Could you return all of the records exactly as they stand?
━━ Extracted records
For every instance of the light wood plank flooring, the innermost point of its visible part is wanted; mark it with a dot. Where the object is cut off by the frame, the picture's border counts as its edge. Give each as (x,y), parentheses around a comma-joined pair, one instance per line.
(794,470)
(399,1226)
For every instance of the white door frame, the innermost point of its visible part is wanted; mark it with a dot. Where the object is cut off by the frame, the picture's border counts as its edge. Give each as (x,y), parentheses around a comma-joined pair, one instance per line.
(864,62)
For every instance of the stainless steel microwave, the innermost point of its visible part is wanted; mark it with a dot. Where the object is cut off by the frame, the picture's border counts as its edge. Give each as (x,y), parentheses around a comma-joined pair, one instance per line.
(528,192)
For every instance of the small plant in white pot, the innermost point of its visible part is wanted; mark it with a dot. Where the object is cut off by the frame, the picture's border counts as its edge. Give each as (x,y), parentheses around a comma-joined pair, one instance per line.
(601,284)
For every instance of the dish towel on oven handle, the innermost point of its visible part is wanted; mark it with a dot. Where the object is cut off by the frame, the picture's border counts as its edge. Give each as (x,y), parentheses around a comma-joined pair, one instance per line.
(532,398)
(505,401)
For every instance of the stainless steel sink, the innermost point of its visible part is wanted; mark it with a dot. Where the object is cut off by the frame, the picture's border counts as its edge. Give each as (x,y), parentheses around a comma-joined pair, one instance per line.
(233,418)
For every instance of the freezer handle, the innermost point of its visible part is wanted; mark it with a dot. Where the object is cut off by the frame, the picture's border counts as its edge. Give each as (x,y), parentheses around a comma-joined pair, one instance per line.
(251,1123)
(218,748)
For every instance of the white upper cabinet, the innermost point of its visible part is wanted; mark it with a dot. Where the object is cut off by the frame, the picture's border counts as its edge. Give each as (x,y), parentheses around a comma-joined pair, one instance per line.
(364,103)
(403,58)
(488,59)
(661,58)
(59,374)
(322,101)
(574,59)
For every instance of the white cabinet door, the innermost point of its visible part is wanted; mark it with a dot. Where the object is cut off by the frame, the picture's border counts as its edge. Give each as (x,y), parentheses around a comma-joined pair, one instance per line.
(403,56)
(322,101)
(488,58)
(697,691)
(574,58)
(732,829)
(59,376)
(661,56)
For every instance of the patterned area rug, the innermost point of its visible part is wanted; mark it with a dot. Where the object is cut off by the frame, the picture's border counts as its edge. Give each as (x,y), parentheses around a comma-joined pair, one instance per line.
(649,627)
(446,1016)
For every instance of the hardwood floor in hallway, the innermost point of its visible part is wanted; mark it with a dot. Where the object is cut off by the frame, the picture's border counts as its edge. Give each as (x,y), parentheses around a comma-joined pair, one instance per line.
━━━━
* _Result for this task_
For every instance of the light wood plank flooring, the innermost point of its visible part is wanted; mark it with a dot. Where the object is cut off by the frame, the picture's border counts as its edge. Give each as (x,y), parentheses around a comma-joined pair, one instance per line.
(794,470)
(399,1226)
For every instance of the white door frame, the innermost point of its visible part is wanted; mark it with a dot. Where the object is cut off by the frame, the picture's border counts as its edge. Give each as (x,y), parentheses around a comma-joined pair, one instance per line.
(864,62)
For every instance of the stainless steel microwave, the innermost point of its visible part is wanted; mark it with a dot. Where the object is cut off by the frame, the picture's border counts as its edge. Give each as (x,y), parentheses around a comma-joined pair, one instance per line.
(528,192)
For every instance of the small plant in white pot, the innermost point of its visible part is wanted; mark it with a dot. Where the object is cut off by the frame, the picture's border counts as its edge. Give each as (x,y), parentheses around a comma-joined pair, one instance per line.
(601,284)
For every instance of the dish towel on oven handle, the innermost point of its visible part is wanted; mark it with a dot. Where the object is cut off by the frame, the picture's border counts as its edge. Give each as (x,y), parentheses around a comma-joined pair, one instance per line.
(532,398)
(505,401)
For every instance of the stainless steel sink, the innermost point of its visible part is wanted; mark it with a dot. Where the object is cut off by the frame, the picture's border counts as its edge. Give each as (x,y), parentheses around a comma-joined pair, one instance per line.
(233,418)
For every instance of the freezer handle, the innermost point of its visible part is wanted; mark it with a dot. Where the object is cut off by the frame, the picture's border counts as its edge. Give each as (x,y), parentheses around a comma-joined pair, one instance per line.
(251,1123)
(218,748)
For every instance of the white upper cabinet, the innermost point of its visible part is wanted; mark it with a dot. Where the object is cut off by the frame, the picture's border counts as its edge. Give each as (x,y), parentheses around a comma-joined pair, one instance per line.
(364,103)
(403,58)
(488,59)
(661,58)
(59,374)
(322,101)
(574,59)
For every instance of the white cabinet door, the innermost point of its visible part is wanted; mark it with a dot. Where the object is cut off by the frame, the picture's border counts as its edge. Give each as (x,y), parentheses around a comma-joined pair, one instance per line.
(403,56)
(322,101)
(488,58)
(697,691)
(574,58)
(732,829)
(59,376)
(661,56)
For every instance of the patterned area rug, the innermost point of its visible part is wanted; mark it with a dot. Where the object is cut off by the frame, the picture's border counts as its edge. Give each as (x,y), parentheses around a comma-joined pair, one instance per line.
(649,627)
(446,1016)
For every instance of the hardwood floor in hallway, the innermost point of its visible part is wanted; mark it with a dot. Where the object is cut off by the frame, the picture's border counts as its edge. Give each as (x,y), parentheses around a comma-joined pair, one instance per line.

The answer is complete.